◆ **What you are asked to do**
Starting from the line that holds "Place one keypoint on each instance of the dark", print every line through the end of the records, first and last included.

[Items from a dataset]
══════════════════════════════

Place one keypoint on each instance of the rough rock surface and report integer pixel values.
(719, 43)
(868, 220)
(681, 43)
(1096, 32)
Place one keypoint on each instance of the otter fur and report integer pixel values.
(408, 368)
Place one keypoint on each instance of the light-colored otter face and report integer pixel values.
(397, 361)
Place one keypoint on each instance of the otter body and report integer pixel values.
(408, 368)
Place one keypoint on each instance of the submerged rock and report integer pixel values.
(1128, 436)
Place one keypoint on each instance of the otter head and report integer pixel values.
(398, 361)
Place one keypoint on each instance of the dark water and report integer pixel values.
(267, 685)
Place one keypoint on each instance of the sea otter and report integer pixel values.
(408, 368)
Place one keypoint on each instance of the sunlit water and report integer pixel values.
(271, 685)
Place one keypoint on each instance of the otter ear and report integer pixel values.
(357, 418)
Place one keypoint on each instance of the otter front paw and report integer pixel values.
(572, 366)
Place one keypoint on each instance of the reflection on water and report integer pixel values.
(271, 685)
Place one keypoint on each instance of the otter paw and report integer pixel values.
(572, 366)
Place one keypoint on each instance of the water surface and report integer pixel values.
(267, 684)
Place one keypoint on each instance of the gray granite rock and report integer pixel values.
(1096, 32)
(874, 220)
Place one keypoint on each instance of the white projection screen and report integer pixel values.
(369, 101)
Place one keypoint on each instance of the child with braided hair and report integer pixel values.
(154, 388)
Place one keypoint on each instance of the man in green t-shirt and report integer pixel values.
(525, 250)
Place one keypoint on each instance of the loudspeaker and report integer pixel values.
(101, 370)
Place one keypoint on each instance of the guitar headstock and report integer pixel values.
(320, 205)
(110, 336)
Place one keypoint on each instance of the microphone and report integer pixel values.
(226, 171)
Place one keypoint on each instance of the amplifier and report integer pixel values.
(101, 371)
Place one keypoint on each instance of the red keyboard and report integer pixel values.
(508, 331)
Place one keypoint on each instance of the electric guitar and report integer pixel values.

══════════════════════════════

◆ **Response to the task**
Place one keypoint on each instance of the dark water and report integer pixel values.
(267, 685)
Place one keypoint on each instance of the sea otter and report integer pixel values.
(408, 368)
Place one keypoint on each instance of the sunlit water and report integer pixel values.
(271, 685)
Place one keypoint on each instance of the otter ear and report integer pixel values.
(357, 418)
Place one keypoint on each instance of the otter front paw and report integer pixel values.
(572, 366)
Place one keypoint on each instance of the reflection on water and report integer pixel values.
(271, 685)
Place one keypoint on each instance of the otter paw and report integer pixel values.
(572, 366)
Place one keypoint on each instance of the water surface and report integer pixel values.
(267, 684)
Place one keypoint on each instance of the gray granite rock and report integer pixel values.
(1096, 32)
(874, 220)
Place one keypoint on each instance of the white projection screen and report integer pixel values.
(369, 101)
Place one keypoint on each instance of the child with braided hair and report integer pixel values.
(154, 388)
Place one keypoint on each instance of the man in green t-shirt and report integer pixel values.
(525, 250)
Place one keypoint on each instance of the loudspeaker and report integer pixel values.
(101, 370)
Place one keypoint on each instance of the guitar headstock and report integer pixel values.
(320, 205)
(110, 336)
Place one keypoint on each instance of the microphone and report integer pixel values.
(226, 171)
Place one keypoint on each instance of the amplifier and report integer pixel values.
(101, 371)
Place one keypoint on each instance of the red keyboard and report integer pixel values.
(508, 331)
Place one keypoint on each instance of the electric guitar and report integer pixel values.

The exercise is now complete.